▶ [The task]:
Go through the entries below and write each one out exactly.

▶ [Entries provided]:
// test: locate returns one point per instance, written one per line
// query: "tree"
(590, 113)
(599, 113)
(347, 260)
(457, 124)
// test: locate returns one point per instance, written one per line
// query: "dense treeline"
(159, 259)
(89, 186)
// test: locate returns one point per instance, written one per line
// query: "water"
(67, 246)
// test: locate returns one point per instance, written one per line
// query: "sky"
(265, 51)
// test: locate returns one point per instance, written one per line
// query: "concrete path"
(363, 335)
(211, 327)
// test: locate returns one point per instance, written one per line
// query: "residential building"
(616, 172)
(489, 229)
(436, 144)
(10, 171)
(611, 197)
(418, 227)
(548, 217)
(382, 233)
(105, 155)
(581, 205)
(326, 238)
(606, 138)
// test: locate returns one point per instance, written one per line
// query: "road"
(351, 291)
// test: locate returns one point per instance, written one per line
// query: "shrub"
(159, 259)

▶ [Task result]:
// test: locate returns one point per instance, written one per line
// query: "tree"
(590, 113)
(599, 113)
(347, 260)
(457, 124)
// test: locate returns one point per instance, written one per line
// query: "dense treeline"
(159, 259)
(89, 186)
// test: locate returns one point per instance, written one per line
// query: "water"
(67, 246)
// test: locate returns one point per instance, written one per line
// query: "sky"
(265, 51)
// test: locate returns one point per instance, written one per line
// query: "concrete path"
(363, 335)
(211, 327)
// test: locate returns one point per instance, written one per line
// query: "residential building"
(616, 172)
(489, 229)
(436, 144)
(10, 171)
(611, 197)
(418, 227)
(548, 217)
(382, 233)
(105, 155)
(581, 205)
(326, 238)
(606, 138)
// test: locate returns one point per instance, written one per line
// query: "road"
(351, 291)
// test: locate returns one point per instance, written one per line
// query: "shrub"
(159, 259)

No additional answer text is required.